**AUFGABE A:**
Nenne alle Personen und Gremien, die im Textauszug über die Einführung der Software Eurosig erwähnt werden.
**AUFGABE B:**
Greife den Textauszug über die Einführung der Software Eurosig nach seinem letzten Satz auf und schreibe ihn weiter.
=== TEXTAUSZUG ===
Der Betriebsrat hat die Nase voll
Mittlerweile stelle sich auch der Betriebsrat gegen das Projekt, berichtet der Insider. Er genehmige keine Überstunden mehr, die im Zusammenhang mit Eurosig stünden. Insofern ist es fraglich, ob die Software überhaupt noch in diesem Jahr eingeführt werden kann - zumal die Umstellung nach Angaben des für IT zuständigen Vorstandsmitglieds Heinz Laber nur möglich ist, wenn der Letzte des Monats auf ein Wochenende fällt. Damit kämen heuer nur noch Anfang September oder Anfang Dezember in Frage.
=== DATENAUSZUG ===
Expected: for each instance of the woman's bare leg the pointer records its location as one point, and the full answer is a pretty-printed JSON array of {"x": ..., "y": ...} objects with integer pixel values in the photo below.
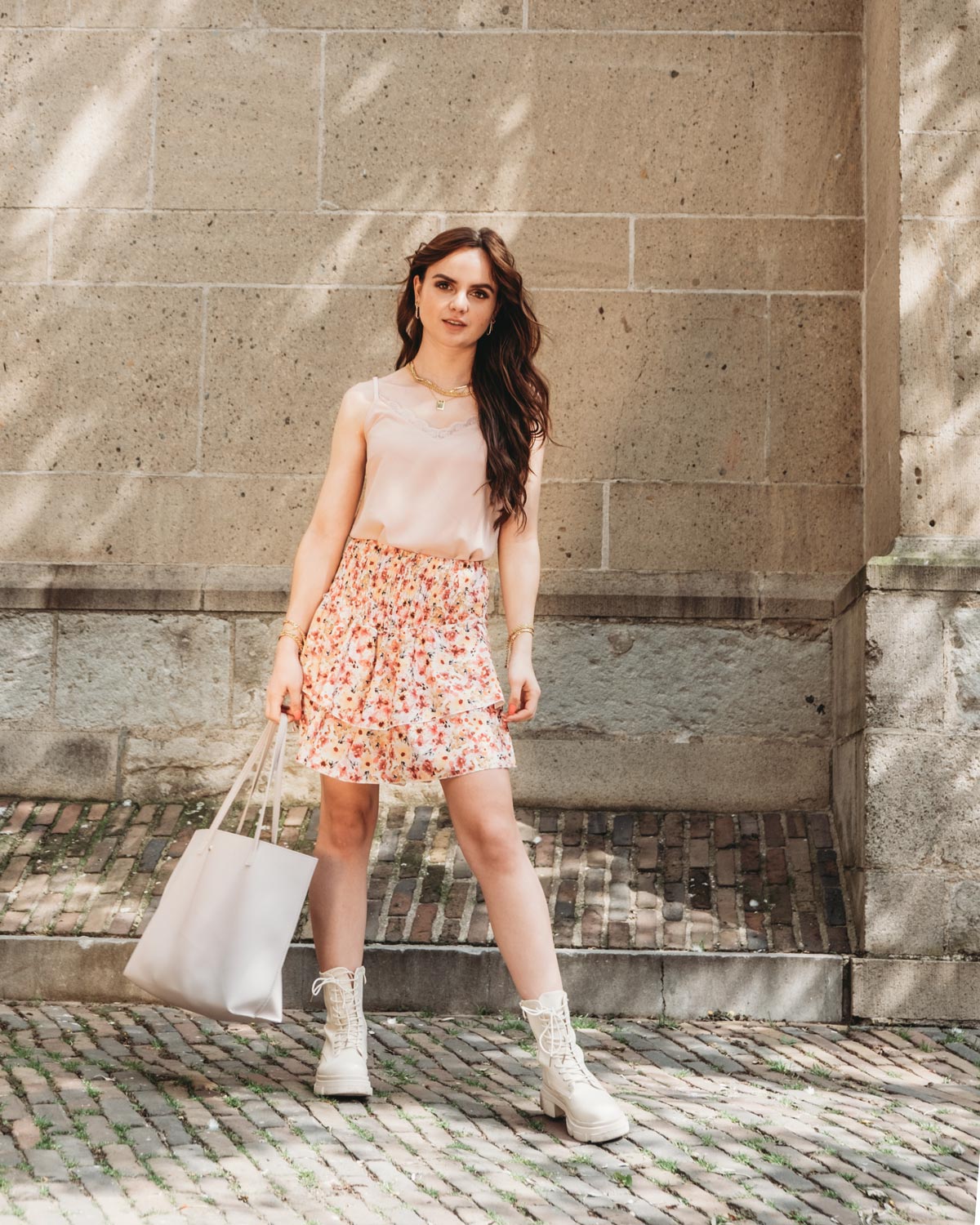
===
**ANTWORT A:**
- der Betriebsrat
- der Insider
- Heinz Laber, das für IT zuständige Vorstandsmitglied

**ANTWORT B:**
Last, but not least wurde das ursprüngliche Ziel des Projekts offenbar bereits verfehlt. Wie der anonyme Experte berichtet, waren derart viele nationale Anpassungen notwendig, "dass gemeinsam nur noch die Frameworks und der Name sind".
IT-Vorstand Laber gibt sich nach wie vor optimistisch: Im HVB-Intranet und gegenüber der Presse beteuerte er, das Projekt "bis zum erfolgreichen Abschluss" durchziehen zu wollen. Doch intern munkelt man, dass sein Stuhl wackle - und damit auch Eurosig.